TEXTO PARA ANÁLISE =>
((

O Centro de Pesquisas e Estudos de Direito Sanitário (CEPEDISA),da Faculdade de Saúde Pública (FSP) da Universidade de São Paulo (USP) e a Conectas Direitos Humanos publicaram uma pesquisa em que  analisam as ações de governo, os discursos presidenciais, 3049 normas federais produzidas em 2020.

A conclusão é peremptória: não houve incompetência, erros ou equívocos na gestão do País e, principalmente, da pandemia, ao contrário, Bolsonaro “executou uma estratégia institucional de propagação do Coronavírus“. Ou seja, o Brasil chegou ao número de mais de 220.000 mortes porque assim foi decidido.

Protesto realizado no Masp, na avenida Paulista. Ato contra o governo da morte e Fora Bolsonaro. Julho de 2020.

Depois de décadas, a classe empresarial continua a mesa. Organizou a ruptura da ordem democrática que conseguiu depor a presidenta Dilma Rousseff, criminalizar Lula e suas políticas afirmativas de inclusão social. A tática consiste em boicotar sistematicamente o funcionamento da coisa pública, quer por meio de leis pontuais sobre cortes de gastos públicos, quer com os subterfúgios de sempre: fazer concorrência ao Estado vendendo a presumida eficiência como serviço essencial.

Foi assim com o desmonte da escola pública, da previdência social, dos transportes, dos sindicatos, da justiça do trabalho. Não causa espanto, então, o balé macabro em torno das vacinas. Quando o Estado sabota as negociações com a China e a Índia para o fornecimento de doses prontas e matéria prima, logo se apresentam as empresas oferecendo seus préstimos para a compra privada de quantidades vinte vezes superiores.

Se o Estado fala em adquirir dois milhões de doses, as empresas, trinta e cinco milhões. O governo dá seu aval. Os senhores do trabalho dos outros, do medo gerador de consenso, podem assim adquirir vacina suficiente para imunizar os dependentes de suas empresas, em detrimento do plano de vacinação, que prevê uma ordem e uma sequência baseada, não na lógica da produtividade empresarial, mas nas necessidades dos grupos de riscos, dos mais vulneráveis. Em razão da ação nefasta dos empresários, o Brasil poderá ter a quebra da fila, pessoas jovens e saudáveis vacinadas antes de quem mais precisa.

))

SOBRE O EXERCÍCIO =>
Responda com base no texto sobre a gestão da pandemia:
(a) Quantas normas federais produzidas em 2020 a pesquisa analisou?
(b) Onde foi realizado o protesto de julho de 2020 mencionado?
(c) Quantas doses o Estado fala em adquirir, e quantas as empresas?

SEÇÃO DE DADOS =>
((

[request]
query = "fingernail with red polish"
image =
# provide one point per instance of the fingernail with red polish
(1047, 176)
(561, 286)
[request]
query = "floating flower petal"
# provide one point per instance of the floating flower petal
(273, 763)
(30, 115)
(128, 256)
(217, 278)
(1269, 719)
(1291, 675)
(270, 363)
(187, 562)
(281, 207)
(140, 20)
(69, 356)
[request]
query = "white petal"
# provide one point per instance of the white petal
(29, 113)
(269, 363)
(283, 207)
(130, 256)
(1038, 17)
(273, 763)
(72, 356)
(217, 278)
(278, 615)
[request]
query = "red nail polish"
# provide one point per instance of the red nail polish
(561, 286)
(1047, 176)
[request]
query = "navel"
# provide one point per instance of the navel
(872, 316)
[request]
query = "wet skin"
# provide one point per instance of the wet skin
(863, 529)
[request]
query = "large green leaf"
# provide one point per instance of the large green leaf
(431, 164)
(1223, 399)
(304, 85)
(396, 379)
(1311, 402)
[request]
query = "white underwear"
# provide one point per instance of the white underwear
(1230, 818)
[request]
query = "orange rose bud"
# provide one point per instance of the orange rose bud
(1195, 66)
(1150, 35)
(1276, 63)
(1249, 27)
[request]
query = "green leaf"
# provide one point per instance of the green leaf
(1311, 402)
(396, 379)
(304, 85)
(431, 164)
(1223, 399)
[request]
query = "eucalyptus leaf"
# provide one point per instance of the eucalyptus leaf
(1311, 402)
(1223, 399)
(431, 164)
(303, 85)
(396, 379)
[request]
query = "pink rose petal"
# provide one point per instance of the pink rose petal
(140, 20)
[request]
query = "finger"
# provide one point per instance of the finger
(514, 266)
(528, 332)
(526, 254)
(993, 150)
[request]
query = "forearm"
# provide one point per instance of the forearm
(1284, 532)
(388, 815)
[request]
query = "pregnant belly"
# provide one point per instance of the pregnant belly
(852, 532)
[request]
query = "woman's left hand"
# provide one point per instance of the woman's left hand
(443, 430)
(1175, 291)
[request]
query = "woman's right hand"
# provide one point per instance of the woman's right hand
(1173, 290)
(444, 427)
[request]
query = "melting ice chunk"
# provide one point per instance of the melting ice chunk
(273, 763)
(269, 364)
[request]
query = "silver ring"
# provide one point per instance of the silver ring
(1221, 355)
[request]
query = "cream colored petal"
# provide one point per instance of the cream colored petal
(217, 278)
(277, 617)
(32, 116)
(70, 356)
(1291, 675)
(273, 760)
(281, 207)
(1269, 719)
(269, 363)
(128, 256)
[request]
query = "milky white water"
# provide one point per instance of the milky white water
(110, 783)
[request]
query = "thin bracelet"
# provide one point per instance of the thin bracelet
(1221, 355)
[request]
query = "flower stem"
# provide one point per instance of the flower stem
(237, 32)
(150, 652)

))

RESPOSTA =>
(a) 3049 normas federais.
(b) No Masp, na avenida Paulista.
(c) O Estado fala em dois milhões de doses, e as empresas, em trinta e cinco milhões.